### [YOUR TASK]
Copy out the rows below, swapping "one dot per instance" for "one point per instance" wherever it occurs and leaving everything else unchanged.

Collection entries

******************************

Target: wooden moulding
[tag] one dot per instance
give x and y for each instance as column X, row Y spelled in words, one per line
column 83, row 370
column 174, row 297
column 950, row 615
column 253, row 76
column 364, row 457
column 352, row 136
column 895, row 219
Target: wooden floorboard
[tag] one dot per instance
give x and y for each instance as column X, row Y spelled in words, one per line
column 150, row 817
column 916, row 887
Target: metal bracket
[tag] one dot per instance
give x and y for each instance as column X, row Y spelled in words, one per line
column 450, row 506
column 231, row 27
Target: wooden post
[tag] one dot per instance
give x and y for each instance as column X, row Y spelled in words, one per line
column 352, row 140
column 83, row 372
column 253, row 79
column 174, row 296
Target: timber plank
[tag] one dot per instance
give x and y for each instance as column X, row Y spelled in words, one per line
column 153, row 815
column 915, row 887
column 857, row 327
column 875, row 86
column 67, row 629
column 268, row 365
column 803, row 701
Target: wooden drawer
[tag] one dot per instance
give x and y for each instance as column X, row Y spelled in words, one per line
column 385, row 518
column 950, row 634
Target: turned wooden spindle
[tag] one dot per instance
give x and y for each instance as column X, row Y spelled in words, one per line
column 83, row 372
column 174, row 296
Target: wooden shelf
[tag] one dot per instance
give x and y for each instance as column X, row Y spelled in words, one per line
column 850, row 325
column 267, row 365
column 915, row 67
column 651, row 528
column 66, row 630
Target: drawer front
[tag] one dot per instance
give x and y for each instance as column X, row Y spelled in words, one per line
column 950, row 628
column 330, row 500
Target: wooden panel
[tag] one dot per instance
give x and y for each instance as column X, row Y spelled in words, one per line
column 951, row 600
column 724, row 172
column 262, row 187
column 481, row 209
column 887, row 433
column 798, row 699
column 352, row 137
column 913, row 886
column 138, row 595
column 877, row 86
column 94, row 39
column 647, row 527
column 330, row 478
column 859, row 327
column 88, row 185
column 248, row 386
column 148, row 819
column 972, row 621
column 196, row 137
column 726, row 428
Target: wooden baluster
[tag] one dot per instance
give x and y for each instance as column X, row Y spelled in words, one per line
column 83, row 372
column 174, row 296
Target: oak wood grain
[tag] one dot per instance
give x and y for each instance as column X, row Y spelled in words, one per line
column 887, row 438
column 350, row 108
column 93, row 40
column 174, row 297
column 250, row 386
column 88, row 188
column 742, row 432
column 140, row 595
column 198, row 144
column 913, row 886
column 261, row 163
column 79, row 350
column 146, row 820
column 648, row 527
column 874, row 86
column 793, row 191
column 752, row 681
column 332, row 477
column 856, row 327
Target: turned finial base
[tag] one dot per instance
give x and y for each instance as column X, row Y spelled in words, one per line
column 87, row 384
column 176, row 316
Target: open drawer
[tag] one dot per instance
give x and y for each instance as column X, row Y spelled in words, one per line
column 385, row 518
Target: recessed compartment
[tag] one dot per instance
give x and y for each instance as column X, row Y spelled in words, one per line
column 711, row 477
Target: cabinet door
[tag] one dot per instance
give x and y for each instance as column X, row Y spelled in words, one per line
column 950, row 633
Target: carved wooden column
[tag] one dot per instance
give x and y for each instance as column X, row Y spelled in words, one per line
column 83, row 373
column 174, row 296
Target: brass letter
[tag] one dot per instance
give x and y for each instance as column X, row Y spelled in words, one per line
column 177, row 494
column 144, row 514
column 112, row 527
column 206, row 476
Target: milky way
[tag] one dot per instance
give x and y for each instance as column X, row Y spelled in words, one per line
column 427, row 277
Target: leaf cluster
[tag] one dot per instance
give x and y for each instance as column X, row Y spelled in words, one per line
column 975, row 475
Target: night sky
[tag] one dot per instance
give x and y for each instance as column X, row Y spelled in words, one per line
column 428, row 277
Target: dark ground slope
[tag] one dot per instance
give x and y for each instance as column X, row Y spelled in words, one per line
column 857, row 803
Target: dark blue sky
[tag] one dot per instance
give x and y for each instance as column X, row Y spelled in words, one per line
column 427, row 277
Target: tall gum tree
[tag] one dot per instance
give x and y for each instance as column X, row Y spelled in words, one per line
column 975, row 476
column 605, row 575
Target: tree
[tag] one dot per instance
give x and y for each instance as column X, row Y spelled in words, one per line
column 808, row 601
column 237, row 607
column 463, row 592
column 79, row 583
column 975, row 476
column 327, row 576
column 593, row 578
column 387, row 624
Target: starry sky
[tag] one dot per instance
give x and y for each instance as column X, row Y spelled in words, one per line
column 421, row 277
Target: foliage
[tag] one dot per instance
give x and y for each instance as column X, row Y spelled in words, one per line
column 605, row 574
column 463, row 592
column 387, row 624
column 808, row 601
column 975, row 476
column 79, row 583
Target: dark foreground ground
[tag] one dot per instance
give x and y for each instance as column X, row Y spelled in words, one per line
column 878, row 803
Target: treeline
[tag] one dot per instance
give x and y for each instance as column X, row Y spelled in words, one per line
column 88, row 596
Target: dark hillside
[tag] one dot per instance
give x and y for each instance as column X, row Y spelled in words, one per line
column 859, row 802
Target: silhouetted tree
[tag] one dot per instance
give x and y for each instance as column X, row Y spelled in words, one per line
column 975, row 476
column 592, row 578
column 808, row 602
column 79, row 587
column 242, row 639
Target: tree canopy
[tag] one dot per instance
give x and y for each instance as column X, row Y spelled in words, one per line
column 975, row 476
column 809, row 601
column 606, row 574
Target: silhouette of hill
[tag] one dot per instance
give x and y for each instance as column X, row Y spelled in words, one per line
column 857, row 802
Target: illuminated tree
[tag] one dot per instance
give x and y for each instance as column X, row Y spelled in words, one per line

******************************

### [OUTPUT OF THE EXERCISE]
Target: wooden moulding
[tag] one point per instance
give x and y for each instance as column X, row Y spelled in words, one per line
column 83, row 370
column 174, row 297
column 950, row 615
column 253, row 76
column 364, row 457
column 352, row 136
column 895, row 219
Target: wooden floorboard
[tag] one point per instance
give x and y for each instance as column X, row Y spelled in words, one per line
column 150, row 817
column 916, row 887
Target: metal bracket
[tag] one point per instance
give x and y for each instance as column X, row Y spelled in words, one per line
column 450, row 506
column 231, row 27
Target: wooden post
[tag] one point per instance
give x and y for each instance as column X, row Y spelled in words, one per line
column 352, row 140
column 83, row 372
column 253, row 79
column 174, row 296
Target: timber plank
[tag] one point per instance
give x and y for each instance as column X, row Y spelled in words, one per line
column 153, row 815
column 915, row 887
column 857, row 327
column 875, row 86
column 67, row 629
column 268, row 365
column 803, row 701
Target: wooden drawer
[tag] one point per instance
give x and y for each instance as column X, row Y spelled in words, one per line
column 385, row 518
column 950, row 634
Target: turned wooden spindle
[tag] one point per instance
give x and y for each instance as column X, row Y spelled in words, one per line
column 83, row 372
column 174, row 296
Target: wooden shelf
[tag] one point per instance
give x and y for each instance as column X, row Y spelled in words, one per line
column 850, row 325
column 267, row 365
column 915, row 67
column 651, row 528
column 66, row 630
Target: drawer front
[tag] one point per instance
give x and y for each instance as column X, row Y spelled in words, one per line
column 950, row 628
column 330, row 500
Target: wooden panel
[tag] one point per instance
give x and y for each instance as column X, row Y spelled in words, one per line
column 951, row 600
column 724, row 172
column 262, row 187
column 481, row 209
column 887, row 433
column 798, row 699
column 352, row 137
column 913, row 886
column 138, row 595
column 877, row 86
column 94, row 39
column 647, row 527
column 330, row 478
column 859, row 327
column 88, row 185
column 248, row 386
column 148, row 819
column 972, row 621
column 196, row 137
column 726, row 428
Target: wooden baluster
[tag] one point per instance
give x and y for each instance as column X, row Y spelled in words, one per line
column 83, row 372
column 174, row 296
Target: oak wood grain
[tag] one point per instance
give x and y for each instance as column X, row Y spelled in words, one per line
column 887, row 438
column 350, row 108
column 93, row 40
column 174, row 297
column 250, row 386
column 88, row 188
column 742, row 432
column 140, row 595
column 198, row 144
column 913, row 886
column 261, row 163
column 79, row 350
column 146, row 820
column 648, row 527
column 874, row 86
column 793, row 191
column 752, row 681
column 332, row 477
column 856, row 327
Target: turned finial base
[tag] one point per instance
give x and y for each instance as column X, row Y spelled in words, one per line
column 87, row 384
column 176, row 316
Target: open drawer
[tag] one point per instance
give x and y for each instance as column X, row Y spelled in words, one per line
column 385, row 518
Target: recessed compartment
[tag] one point per instance
give x and y for each instance as column X, row Y spelled in words, one per line
column 711, row 477
Target: cabinet door
[tag] one point per instance
give x and y for each instance as column X, row Y spelled in words, one per line
column 950, row 633
Target: carved wooden column
[tag] one point per instance
give x and y for each instance as column X, row Y spelled in words, one per line
column 83, row 373
column 174, row 296
Target: brass letter
[tag] one point per instance
give x and y for each instance as column X, row Y spelled in words, one per line
column 177, row 494
column 144, row 514
column 112, row 527
column 206, row 476
Target: milky way
[tag] one point per instance
give x and y for each instance as column X, row Y spelled in words, one per line
column 427, row 277
Target: leaf cluster
[tag] one point per instance
give x and y for each instance as column X, row Y spelled in words, one per line
column 975, row 475
Target: night sky
[tag] one point per instance
give x and y for each instance as column X, row Y spelled in words, one per line
column 428, row 277
Target: dark ground slope
[tag] one point per instance
give x and y for each instance as column X, row Y spelled in words, one per line
column 857, row 803
Target: dark blue sky
[tag] one point per instance
give x and y for each instance as column X, row Y spelled in words, one per line
column 427, row 277
Target: tall gum tree
[tag] one point per instance
give x and y for each instance as column X, row Y spelled in words, one per line
column 975, row 476
column 605, row 575
Target: tree
[tag] one point per instance
give x and y for each instance as column X, row Y spelled in words, one per line
column 808, row 601
column 237, row 607
column 463, row 592
column 79, row 583
column 975, row 476
column 327, row 576
column 593, row 578
column 387, row 624
Target: starry sky
[tag] one point per instance
give x and y for each instance as column X, row Y spelled in words, one per line
column 421, row 277
Target: foliage
[tag] one point per instance
give x and y for each instance as column X, row Y spelled in words, one per line
column 605, row 574
column 463, row 592
column 387, row 624
column 808, row 601
column 975, row 476
column 79, row 583
Target: dark foreground ground
[tag] one point per instance
give x and y for each instance as column X, row Y spelled in words, one per line
column 878, row 803
Target: treeline
[tag] one point per instance
give x and y for each instance as column X, row Y spelled in words, one per line
column 88, row 596
Target: dark hillside
[tag] one point per instance
give x and y for each instance as column X, row Y spelled in words, one per line
column 859, row 802
Target: silhouetted tree
[tag] one point per instance
give x and y for each instance as column X, row Y spelled in words, one per line
column 975, row 476
column 592, row 578
column 808, row 602
column 79, row 587
column 242, row 639
Target: tree canopy
[tag] one point per instance
give x and y for each instance as column X, row Y spelled in words, one per line
column 975, row 476
column 809, row 601
column 606, row 574
Target: silhouette of hill
[tag] one point per instance
give x and y for each instance as column X, row Y spelled in words, one per line
column 857, row 802
Target: illuminated tree
[tag] one point per instance
give x and y for each instance as column X, row Y spelled in words, one per line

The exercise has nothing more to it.